*** TEXT PROVIDED ***

Like many developing countries, provision of eye health services is unfavourably skewed against rural communities. This therefore compounds the already wearisome situation of avoidable blindness. Similarly, Ghana SIB IV was faced with the challenge of local people accessing eye health services at the community level as a result of non-existence of such services at the rural communities.
To help address this, districts hospitals in Ghana SIB project areas were equipped and the capacities of Ophthalmic Nurses in same hospitals developed through refresher courses and primary eye care training of trainers workshops. The trainers in turn trained community health nurses, School health coordinators, and midwives in primary eye care to be able to offer primary eye care at the basic level and refer where appropriate. This has helped in integrating primary eye care into the existing primary health care system in the project operational areas.

*** End of TEXT PROVIDED ***

REQUIRED ACTION 1:
In the text on eye health services in Ghana, who did the trainers go on to train in primary eye care?
REQUIRED ACTION 2:
Extend the passage on primary eye care in the Ghana SIB project areas, picking up after its final sentence.

*** GIVEN MATERIAL ***

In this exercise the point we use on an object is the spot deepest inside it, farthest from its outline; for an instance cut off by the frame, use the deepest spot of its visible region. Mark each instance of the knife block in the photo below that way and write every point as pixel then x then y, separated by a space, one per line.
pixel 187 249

*** End of GIVEN MATERIAL ***

FINAL ANSWER 1:
Community health nurses, school health coordinators, and midwives.

FINAL ANSWER 2:
By this, the burden on Ophthalmic Nurses who usually man entire district hospital’s eye units is lessened having previously always to visit communities for outreaches in addition to their static services. Now, primary eye care workers in partner districts mobilize, identify, refer and in some instances invite the ophthalmic nurses to the local communities to attend to the clients where necessary.
With the implementation of Community Based Health Planning Services (a programme where community health facilities are provided and manned by Community Nursing Officers to provide 24 hour primary health services and refer where necessary), a huge platform has been created to expand same practice to cover the 35 districts under currently under Ghana SIB instead of 24 districts previously; thereby bring eye care services to the door steps of many of our rural folks.